### GIVEN TASK
Rewrite these lines with "Supply" swapped for "Provide" wherever it occurs, changing nothing else.

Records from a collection
==========
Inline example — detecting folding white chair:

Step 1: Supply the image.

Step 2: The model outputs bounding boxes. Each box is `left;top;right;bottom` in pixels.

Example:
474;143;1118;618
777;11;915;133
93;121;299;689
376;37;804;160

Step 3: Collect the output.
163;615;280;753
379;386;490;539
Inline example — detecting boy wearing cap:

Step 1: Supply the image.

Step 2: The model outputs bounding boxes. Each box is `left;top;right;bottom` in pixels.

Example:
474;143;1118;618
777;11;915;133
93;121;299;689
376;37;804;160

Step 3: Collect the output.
==========
### TASK SOLUTION
Inline example — detecting folding white chair:

Step 1: Provide the image.

Step 2: The model outputs bounding boxes. Each box is `left;top;right;bottom` in pixels.

Example:
474;143;1118;618
777;11;915;133
93;121;299;689
376;37;804;160

Step 3: Collect the output.
163;615;280;753
379;386;490;539
Inline example — detecting boy wearing cap:

Step 1: Provide the image.

Step 2: The model outputs bounding boxes. Each box is `left;top;right;bottom` in pixels.

Example:
474;143;1118;618
777;11;915;133
93;121;299;689
376;37;804;160

Step 3: Collect the output.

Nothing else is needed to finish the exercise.